**Your assignment:**
Please output the listing that follows exactly, but keep all images out.

---

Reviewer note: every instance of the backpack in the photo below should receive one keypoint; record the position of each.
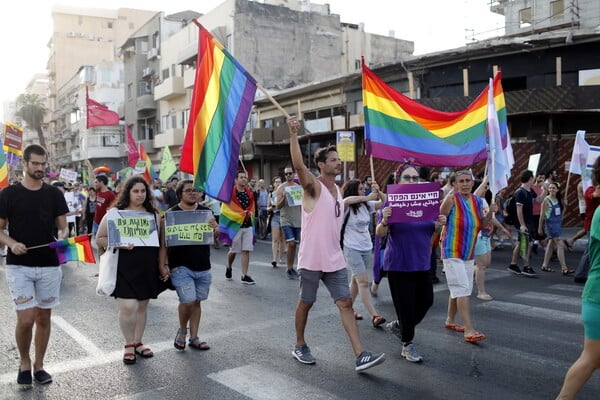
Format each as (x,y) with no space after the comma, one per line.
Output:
(510,209)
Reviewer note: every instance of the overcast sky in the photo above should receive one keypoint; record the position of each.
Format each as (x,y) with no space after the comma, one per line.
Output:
(432,24)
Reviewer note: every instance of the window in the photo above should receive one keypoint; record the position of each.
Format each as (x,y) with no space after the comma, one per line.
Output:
(525,17)
(557,9)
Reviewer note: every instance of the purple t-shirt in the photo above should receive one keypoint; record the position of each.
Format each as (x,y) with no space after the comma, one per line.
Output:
(409,246)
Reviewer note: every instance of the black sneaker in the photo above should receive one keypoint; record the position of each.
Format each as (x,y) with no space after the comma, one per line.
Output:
(24,378)
(528,271)
(42,377)
(514,268)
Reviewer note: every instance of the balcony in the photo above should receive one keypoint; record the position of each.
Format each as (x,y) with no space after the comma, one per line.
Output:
(170,137)
(189,78)
(145,103)
(169,88)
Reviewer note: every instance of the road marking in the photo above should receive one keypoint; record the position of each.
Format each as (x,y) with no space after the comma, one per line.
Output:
(532,312)
(83,341)
(260,383)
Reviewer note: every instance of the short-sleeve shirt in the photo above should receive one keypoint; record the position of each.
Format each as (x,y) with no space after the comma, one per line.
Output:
(31,216)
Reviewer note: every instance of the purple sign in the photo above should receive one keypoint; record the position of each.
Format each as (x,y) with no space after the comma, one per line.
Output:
(411,202)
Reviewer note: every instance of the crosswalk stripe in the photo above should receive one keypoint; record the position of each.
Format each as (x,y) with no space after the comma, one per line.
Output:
(260,383)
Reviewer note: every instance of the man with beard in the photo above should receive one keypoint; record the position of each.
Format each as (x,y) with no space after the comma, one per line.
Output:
(32,210)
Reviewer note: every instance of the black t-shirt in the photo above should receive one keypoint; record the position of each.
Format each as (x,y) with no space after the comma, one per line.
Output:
(526,198)
(31,216)
(196,258)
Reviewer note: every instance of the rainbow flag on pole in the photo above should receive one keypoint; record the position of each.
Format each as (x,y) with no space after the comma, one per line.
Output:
(221,103)
(77,248)
(397,127)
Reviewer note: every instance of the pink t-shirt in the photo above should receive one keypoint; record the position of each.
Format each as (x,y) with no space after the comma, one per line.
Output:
(320,236)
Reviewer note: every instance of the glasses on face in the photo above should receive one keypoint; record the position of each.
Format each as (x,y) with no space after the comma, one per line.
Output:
(410,178)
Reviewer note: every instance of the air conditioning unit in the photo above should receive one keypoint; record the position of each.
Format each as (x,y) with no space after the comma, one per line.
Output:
(152,53)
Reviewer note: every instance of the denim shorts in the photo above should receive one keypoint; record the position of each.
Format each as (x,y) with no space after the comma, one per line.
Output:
(336,282)
(191,285)
(34,286)
(358,261)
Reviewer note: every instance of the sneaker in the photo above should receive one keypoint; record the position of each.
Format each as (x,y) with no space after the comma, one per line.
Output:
(367,360)
(303,354)
(291,273)
(24,378)
(42,377)
(410,353)
(514,268)
(393,328)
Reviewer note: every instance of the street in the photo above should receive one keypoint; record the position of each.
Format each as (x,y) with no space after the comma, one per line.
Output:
(533,328)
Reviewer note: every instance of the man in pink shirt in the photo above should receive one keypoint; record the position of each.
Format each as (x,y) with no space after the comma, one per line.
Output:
(320,256)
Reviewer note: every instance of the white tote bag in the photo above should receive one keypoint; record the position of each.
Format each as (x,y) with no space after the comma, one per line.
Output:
(107,272)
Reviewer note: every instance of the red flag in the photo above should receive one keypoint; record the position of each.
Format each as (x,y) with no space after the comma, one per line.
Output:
(133,155)
(99,114)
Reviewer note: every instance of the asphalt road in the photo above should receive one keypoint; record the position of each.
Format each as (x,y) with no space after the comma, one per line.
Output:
(533,328)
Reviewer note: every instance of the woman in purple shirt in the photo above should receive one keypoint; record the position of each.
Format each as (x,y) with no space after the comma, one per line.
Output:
(407,263)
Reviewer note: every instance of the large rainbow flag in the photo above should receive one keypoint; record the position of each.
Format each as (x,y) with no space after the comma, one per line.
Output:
(221,103)
(77,248)
(398,128)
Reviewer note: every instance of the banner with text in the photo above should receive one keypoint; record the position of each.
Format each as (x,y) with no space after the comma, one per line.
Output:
(414,202)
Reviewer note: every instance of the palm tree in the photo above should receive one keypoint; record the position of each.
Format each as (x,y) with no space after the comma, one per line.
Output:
(32,109)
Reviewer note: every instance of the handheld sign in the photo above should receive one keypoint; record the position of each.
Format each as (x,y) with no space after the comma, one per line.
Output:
(131,227)
(414,202)
(189,227)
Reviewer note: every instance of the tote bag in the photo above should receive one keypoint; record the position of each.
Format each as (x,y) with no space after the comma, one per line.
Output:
(107,272)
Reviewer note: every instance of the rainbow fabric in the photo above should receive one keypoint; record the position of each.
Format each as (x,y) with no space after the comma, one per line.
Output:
(233,216)
(77,248)
(398,128)
(149,172)
(221,103)
(3,168)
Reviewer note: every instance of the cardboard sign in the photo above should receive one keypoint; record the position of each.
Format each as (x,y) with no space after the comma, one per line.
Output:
(188,227)
(414,202)
(293,195)
(131,227)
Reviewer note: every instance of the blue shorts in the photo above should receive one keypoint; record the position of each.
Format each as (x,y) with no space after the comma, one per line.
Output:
(336,282)
(33,286)
(291,233)
(590,315)
(191,285)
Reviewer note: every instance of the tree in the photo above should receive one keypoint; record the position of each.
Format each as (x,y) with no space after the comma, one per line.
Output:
(31,108)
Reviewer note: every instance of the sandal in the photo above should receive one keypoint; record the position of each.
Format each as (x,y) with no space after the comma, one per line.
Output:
(144,352)
(129,356)
(195,343)
(180,343)
(378,320)
(567,271)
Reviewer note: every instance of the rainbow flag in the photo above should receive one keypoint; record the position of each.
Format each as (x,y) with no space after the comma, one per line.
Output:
(77,248)
(397,127)
(149,172)
(221,103)
(3,168)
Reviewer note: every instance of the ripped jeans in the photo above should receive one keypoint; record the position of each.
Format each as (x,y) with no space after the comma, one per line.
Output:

---

**Exercise solution:**
Reviewer note: every instance of the backpack in the photo below should receive one keypoint; record the position of each.
Format each as (x,y) with no space after the comma, one per line.
Output:
(510,209)
Reviewer note: every instance of the overcast sky in the photo above should receive one keypoint; record the position of each.
Format each as (x,y) with no space after the comma, one per line.
Output:
(432,24)
Reviewer note: every instance of the window in the photo above should receive one keypoint; record the position of each.
Format each as (x,y) with no space after the comma, one per line.
Output:
(525,17)
(557,9)
Reviewer note: every instance of the purple t-shirt in the photo above should receive one keypoint; record the position of each.
Format each as (x,y) with no space after the comma, one per line.
Output:
(409,246)
Reviewer note: every instance of the black sneaker in the photo above should receive one keypoint; record the position of each.
Format each as (x,y) with no space after the comma, one per line.
Output:
(24,378)
(528,271)
(42,377)
(514,268)
Reviewer note: every instance of the balcony in the photo above should receive one keypoint; record the position of each.
Format each as (x,y) with no space after the comma, one per line.
Output:
(170,137)
(189,78)
(145,103)
(169,88)
Reviewer note: every instance of the road marking in the photo above should receive one keypoint; record the position of each.
Format each as (x,y) with no space after the comma, one per line.
Output:
(532,312)
(83,341)
(260,383)
Reviewer note: every instance of the short-sleeve shirt in the photo above should receive one keypoint; record the position of each.
Format each as (x,y) with no space after the comma, one per line.
Output:
(31,216)
Reviewer note: every instance of the purple sign in the photo above should receive one keypoint; record the position of each.
Format each as (x,y) with no space after the comma, one per line.
Output:
(411,202)
Reviewer note: every instance of the crosswalk stripe in the photo above should receive one keypoint; record the position of each.
Format each as (x,y) with no space after the comma, one per line.
Output:
(260,383)
Reviewer note: every instance of the man with beard in the photo above should receive one keypoint; record the position of each.
Format each as (x,y) with no space after the comma, one per line.
Output:
(32,210)
Reviewer note: every instance of the black t-shirt in the photo above should receive one keypoint; record the position of each.
Format each as (x,y) with no space after the comma, one per line.
Output:
(526,198)
(31,216)
(196,258)
Reviewer note: every instance of the rainbow flag on pole in the photo above should receive one keypoint; record the position of each.
Format each as (x,y) with no space after the comma, one per line.
Output:
(221,103)
(77,248)
(397,127)
Reviewer note: every instance of the pink t-shirt in the photo above should receive one keypoint; record the position of each.
Format each as (x,y) with no space after the comma, one per line.
Output:
(320,236)
Reviewer note: every instance of the glasses on face in the photo above should receive one keypoint; record the position of each.
Format each as (x,y) with no space after the comma, one per line.
Output:
(410,178)
Reviewer note: every instance of the air conditioning unit in the photo above should receive one keypoint; record the position of each.
Format each as (x,y) with no space after the comma, one per line.
Output:
(152,53)
Reviewer note: every instance of the denim shorts in the photo above should receive one keypoint; record the position of each.
Format each as (x,y) with no space after the comma, one per line.
Output:
(336,282)
(191,285)
(34,286)
(358,261)
Reviewer note: every instance of the sneaker in the photo above should receive one keypoint; record the position of each.
Format each as (x,y) with no space after the comma, one per line.
Output:
(367,360)
(303,354)
(291,273)
(24,378)
(42,377)
(410,353)
(514,268)
(393,328)
Reviewer note: every instance of the street in the photo above should receive one keypoint; record the position of each.
Format each as (x,y) with no space after the comma, one per line.
Output:
(533,328)
Reviewer note: every instance of the man in pink shirt in the photo above should receive one keypoint; record the position of each.
Format each as (x,y) with no space after the comma, one per line.
Output:
(320,256)
Reviewer note: every instance of the white tote bag in the photo above should receive one keypoint; record the position of each.
Format each as (x,y) with no space after the comma, one per line.
Output:
(107,272)
Reviewer note: every instance of the red flag in the photo above should receive one keypoint; record the position of each.
Format each as (x,y) with no space after the comma, one per line.
Output:
(133,155)
(99,114)
Reviewer note: every instance of the asphalt road in the photo above should receive one keypoint; record the position of each.
Format each as (x,y) with no space after the comma, one per line.
Output:
(533,328)
Reviewer note: every instance of the woman in purple shirt in the photo above should receive one keypoint; record the position of each.
Format each as (x,y) with no space after the comma, one per line.
Output:
(407,263)
Reviewer note: every instance of the large rainbow flag in the photo above should receive one keypoint; record the position of each.
Format each as (x,y) with no space after the comma, one per line.
Output:
(221,103)
(77,248)
(398,128)
Reviewer note: every instance of the banner with text in the photo above should receive one keypoint; record the position of each.
Format each as (x,y) with no space after the comma, one per line.
Output:
(414,202)
Reviewer note: every instance of the palm tree in the photo above should receive one keypoint; record the position of each.
Format each as (x,y) with no space after the comma, one per line.
Output:
(32,109)
Reviewer note: every instance of the handheld sign in the photo above should receive one keypoint; record the position of each.
Format each as (x,y) with no space after the comma, one per line.
Output:
(131,227)
(414,202)
(189,227)
Reviewer note: every instance of the tote bag in the photo above should receive one keypoint; record the position of each.
Format each as (x,y) with no space after the comma, one per line.
Output:
(107,272)
Reviewer note: every instance of the rainbow fabric in the photo above should receive one keypoint; record the position of each.
Format each as (x,y) with no space after the comma, one per line.
Output:
(233,216)
(77,248)
(398,128)
(149,172)
(221,103)
(3,168)
Reviewer note: every instance of the cardboard sign in the photo above should receive one keypoint; record the position of each.
Format each as (x,y) with no space after the comma, one per line.
Output:
(188,227)
(414,202)
(293,195)
(131,227)
Reviewer note: every instance of the blue shorts in the photo above should receive one keypoint; record the position of each.
Format each as (x,y) with no space after the comma, one per line.
Output:
(336,282)
(33,286)
(291,233)
(590,315)
(191,285)
Reviewer note: every instance of the tree in the photo above should receive one keypoint; record the position of each.
Format each as (x,y) with no space after the comma, one per line.
Output:
(31,108)
Reviewer note: every instance of the sandal in the photo above should receive one keypoint; record the position of each.
Format each as (x,y) with no space after the comma, one per line.
Output:
(144,352)
(129,356)
(195,343)
(180,343)
(378,320)
(567,271)
Reviewer note: every instance of the rainbow flag in the photo above should receive one keypoint; record the position of each.
Format each as (x,y) with no space after the comma, one per line.
Output:
(77,248)
(397,127)
(149,172)
(221,103)
(3,168)
Reviewer note: every instance of the ripped jeans in the photo above should receive one keypoint; record the position of each.
Format each as (x,y) with no space after the comma, one per line.
Output:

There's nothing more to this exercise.